ЗАДАЧА A: Соберите из записей ниже все строки, содержащие слово «water», с учетом регистра.

ТЕКСТ СТРАНИЦЫ:
============

Вечером 6 июля прибыли в юрты Сартаковы. Здесь живут три семьи в небольших избушках, которые теперь были еще пустыми. На третий день стали съезжаться туземцы на сход. Я созвал их для того, чтобы условиться относительно перехода на реку Пур. Прежде всего, прибыли остяки с верхнего и среднего течения Агана, а затем в маленьких долбленых из кедра лодочках приплыли лесные самоеды с рек Вар-яун и Каван-яун. Долго задерживаться не стали и тотчас же приступили к делу. Сперва переговоры были неудачны, так как туземцы заявили, что перейти на Пур в летнее время невозможно. Сведения, которые я имел из литературы, о близости верховьев Агана и Пура оказались неверными. В набитой народом избушке я просидел с переводчиком до поздней ночи, пока сговорился с участниками схода. В конце концов, они согласились выставить за плату мукой 8 подвод с 25 оленями и 4 людьми – двумя остяками и двумя самоедами. Встреча была назначена через неделю на среднем течении реки Кавана, северного притока Агана. В качестве проводника до этого места направили хромого парня самоеда, но он сбежал, так как боялся русских, никогда их не видев раньше. Второй проводник, Яи Иуши, был более общительным. Он сопровождал нас в течение недели и оказал немало услуг. Объяснялись с ним мы при помощи немногих известных нам остяцких фраз.

12 июля наша лодка вошла в реку Каван. Эта узкая речка течет среди сосновых боров, небольших кедровников и лиственничных лесов. Мы поднимались по ней два дня, когда кончился срок найма рабочих. Пришлось отпустить их вместе с проводником обратно в Сургут. С ними уехала на Аган и Митусова. Я и Серпухов остались на береговом песке в обществе проводника Яи Иуши. В нашем распоряжении был довольно значительный багаж, который никак не умещался в долбленой лодке, приобретенной на Агане. Пришлось часть вещей оставить на месте в надежде, что самоеды потом доставят их нам. Начался трудный подъем вверх по реке в перегруженной лодке. Серпухов тащил ее бечевой и одновременно вел съемку.

============

Записи с ограничивающими рамками:

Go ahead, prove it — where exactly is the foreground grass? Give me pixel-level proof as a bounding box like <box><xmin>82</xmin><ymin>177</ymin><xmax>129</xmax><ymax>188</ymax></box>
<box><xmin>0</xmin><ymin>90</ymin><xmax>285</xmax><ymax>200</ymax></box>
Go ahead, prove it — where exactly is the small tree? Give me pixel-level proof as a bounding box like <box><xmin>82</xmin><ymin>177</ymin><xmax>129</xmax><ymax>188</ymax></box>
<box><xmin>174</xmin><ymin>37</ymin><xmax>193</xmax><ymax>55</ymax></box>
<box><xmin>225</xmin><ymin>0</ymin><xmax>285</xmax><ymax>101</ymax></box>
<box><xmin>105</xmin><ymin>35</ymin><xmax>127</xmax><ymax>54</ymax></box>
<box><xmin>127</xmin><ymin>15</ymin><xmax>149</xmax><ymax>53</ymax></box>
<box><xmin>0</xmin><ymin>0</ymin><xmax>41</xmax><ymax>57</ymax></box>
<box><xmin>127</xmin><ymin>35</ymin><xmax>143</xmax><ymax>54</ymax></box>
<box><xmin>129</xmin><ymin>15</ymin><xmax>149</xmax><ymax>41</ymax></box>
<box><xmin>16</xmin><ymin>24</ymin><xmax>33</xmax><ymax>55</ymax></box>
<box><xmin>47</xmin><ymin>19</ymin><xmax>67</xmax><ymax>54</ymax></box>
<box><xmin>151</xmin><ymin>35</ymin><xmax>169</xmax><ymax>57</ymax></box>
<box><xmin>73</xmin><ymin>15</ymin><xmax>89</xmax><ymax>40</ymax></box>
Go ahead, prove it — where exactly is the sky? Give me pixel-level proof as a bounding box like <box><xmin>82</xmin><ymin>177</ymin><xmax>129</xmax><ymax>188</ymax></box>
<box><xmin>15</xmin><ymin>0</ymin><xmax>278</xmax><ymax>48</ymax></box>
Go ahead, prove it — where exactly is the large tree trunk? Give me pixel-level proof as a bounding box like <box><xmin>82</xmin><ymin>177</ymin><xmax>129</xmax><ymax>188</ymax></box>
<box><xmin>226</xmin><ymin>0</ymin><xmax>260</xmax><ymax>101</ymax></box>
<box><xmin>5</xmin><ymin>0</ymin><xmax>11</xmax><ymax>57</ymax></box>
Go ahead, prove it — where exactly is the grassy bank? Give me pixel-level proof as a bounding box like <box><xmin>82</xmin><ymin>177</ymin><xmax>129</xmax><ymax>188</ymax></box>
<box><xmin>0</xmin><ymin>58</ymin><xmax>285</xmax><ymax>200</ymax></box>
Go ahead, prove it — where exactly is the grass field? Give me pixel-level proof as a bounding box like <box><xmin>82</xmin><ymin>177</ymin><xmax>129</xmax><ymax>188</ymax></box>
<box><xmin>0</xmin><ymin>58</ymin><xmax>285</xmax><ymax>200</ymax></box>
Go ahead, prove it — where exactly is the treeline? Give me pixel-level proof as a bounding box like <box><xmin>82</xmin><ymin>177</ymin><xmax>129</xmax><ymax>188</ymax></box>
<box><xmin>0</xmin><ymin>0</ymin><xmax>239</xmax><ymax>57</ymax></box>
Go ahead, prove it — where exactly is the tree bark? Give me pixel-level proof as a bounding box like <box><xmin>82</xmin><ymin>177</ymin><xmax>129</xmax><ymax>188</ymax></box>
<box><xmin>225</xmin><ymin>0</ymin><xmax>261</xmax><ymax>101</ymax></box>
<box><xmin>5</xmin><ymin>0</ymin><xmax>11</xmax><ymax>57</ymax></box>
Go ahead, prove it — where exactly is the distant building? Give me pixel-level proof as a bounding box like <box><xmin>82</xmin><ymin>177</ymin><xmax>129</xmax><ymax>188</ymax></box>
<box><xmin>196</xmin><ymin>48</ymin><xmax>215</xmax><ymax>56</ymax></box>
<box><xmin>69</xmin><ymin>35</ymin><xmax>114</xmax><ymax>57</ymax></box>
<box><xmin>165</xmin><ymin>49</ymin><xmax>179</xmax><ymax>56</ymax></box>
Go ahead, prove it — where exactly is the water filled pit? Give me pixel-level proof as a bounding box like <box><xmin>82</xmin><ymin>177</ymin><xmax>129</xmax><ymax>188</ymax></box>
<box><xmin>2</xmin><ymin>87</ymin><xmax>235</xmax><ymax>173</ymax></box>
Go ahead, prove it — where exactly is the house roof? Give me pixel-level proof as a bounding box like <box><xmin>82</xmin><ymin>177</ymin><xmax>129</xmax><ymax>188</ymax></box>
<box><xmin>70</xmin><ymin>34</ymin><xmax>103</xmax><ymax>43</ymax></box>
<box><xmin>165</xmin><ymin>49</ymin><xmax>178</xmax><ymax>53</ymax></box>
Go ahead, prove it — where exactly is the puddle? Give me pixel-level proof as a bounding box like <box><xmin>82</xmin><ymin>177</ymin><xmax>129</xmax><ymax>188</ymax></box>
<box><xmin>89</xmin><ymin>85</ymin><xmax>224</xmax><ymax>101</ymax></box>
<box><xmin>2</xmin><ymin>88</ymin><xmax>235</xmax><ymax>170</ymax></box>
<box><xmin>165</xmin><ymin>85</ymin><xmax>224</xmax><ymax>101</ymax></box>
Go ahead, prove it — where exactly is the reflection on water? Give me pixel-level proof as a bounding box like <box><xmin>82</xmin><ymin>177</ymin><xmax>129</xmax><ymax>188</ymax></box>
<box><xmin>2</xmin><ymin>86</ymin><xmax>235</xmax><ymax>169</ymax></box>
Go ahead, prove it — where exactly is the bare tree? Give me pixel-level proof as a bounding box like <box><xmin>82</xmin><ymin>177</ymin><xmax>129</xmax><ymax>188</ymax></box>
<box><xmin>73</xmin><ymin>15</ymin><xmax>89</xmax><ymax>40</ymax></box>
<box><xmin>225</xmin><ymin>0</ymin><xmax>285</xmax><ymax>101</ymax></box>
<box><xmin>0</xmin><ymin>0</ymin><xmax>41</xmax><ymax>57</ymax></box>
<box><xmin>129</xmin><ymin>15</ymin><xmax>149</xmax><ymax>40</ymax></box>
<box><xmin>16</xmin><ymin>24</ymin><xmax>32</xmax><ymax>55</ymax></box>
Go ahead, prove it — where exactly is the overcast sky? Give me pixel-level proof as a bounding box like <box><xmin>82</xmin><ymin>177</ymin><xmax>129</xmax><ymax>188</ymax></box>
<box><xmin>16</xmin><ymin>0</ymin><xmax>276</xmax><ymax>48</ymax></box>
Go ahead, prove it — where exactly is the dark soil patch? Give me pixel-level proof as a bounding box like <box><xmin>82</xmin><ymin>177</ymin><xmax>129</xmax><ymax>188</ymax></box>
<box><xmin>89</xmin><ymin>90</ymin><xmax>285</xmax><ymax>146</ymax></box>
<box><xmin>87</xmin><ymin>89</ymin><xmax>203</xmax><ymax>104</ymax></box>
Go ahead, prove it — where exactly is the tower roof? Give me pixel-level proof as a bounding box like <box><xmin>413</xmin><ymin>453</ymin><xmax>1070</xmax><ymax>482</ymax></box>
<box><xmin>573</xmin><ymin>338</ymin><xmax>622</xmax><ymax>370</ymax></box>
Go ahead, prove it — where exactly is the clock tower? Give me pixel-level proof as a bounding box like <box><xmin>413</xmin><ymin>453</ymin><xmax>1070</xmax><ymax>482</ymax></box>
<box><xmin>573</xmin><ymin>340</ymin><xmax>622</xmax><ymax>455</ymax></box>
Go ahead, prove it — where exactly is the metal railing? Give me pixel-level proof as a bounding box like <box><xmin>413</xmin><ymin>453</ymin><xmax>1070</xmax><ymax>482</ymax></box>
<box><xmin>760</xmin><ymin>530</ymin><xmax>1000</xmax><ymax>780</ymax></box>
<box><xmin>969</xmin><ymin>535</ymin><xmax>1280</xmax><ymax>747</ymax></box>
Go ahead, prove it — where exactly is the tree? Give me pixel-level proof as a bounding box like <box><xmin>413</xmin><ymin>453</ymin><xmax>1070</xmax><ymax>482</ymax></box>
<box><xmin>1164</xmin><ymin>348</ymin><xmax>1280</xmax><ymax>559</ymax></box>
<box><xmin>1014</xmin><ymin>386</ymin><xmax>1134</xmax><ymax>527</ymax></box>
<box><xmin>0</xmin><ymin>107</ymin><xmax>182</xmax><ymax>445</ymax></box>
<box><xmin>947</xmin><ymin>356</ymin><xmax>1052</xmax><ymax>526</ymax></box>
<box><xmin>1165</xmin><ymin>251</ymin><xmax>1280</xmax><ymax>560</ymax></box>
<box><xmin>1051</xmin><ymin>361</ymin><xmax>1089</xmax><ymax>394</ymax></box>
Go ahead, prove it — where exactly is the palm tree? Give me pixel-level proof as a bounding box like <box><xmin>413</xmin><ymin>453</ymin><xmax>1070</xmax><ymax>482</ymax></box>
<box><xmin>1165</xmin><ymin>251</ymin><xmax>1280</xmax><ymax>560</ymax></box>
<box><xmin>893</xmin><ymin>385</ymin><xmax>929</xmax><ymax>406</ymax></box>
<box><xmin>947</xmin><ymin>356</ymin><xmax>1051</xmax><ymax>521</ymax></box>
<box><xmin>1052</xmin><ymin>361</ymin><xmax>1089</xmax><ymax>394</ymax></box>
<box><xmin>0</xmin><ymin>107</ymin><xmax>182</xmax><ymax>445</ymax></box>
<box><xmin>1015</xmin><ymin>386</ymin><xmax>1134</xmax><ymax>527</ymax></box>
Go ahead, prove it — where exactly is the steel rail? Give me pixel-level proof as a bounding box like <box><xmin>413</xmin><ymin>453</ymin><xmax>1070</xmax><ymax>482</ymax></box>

============

ЗАДАЧА B: Почему, согласно тексту о пути по Агану и Кавану, часть вещей пришлось оставить на берегу?

ОТВЕТ A:
Go ahead, prove it — where exactly is the water filled pit? Give me pixel-level proof as a bounding box like <box><xmin>82</xmin><ymin>177</ymin><xmax>129</xmax><ymax>188</ymax></box>
Go ahead, prove it — where exactly is the reflection on water? Give me pixel-level proof as a bounding box like <box><xmin>82</xmin><ymin>177</ymin><xmax>129</xmax><ymax>188</ymax></box>

ОТВЕТ B: Багаж был довольно значительным и не умещался в долбленой лодке, приобретенной на Агане. Поэтому часть вещей оставили на месте в надежде, что самоеды потом их доставят.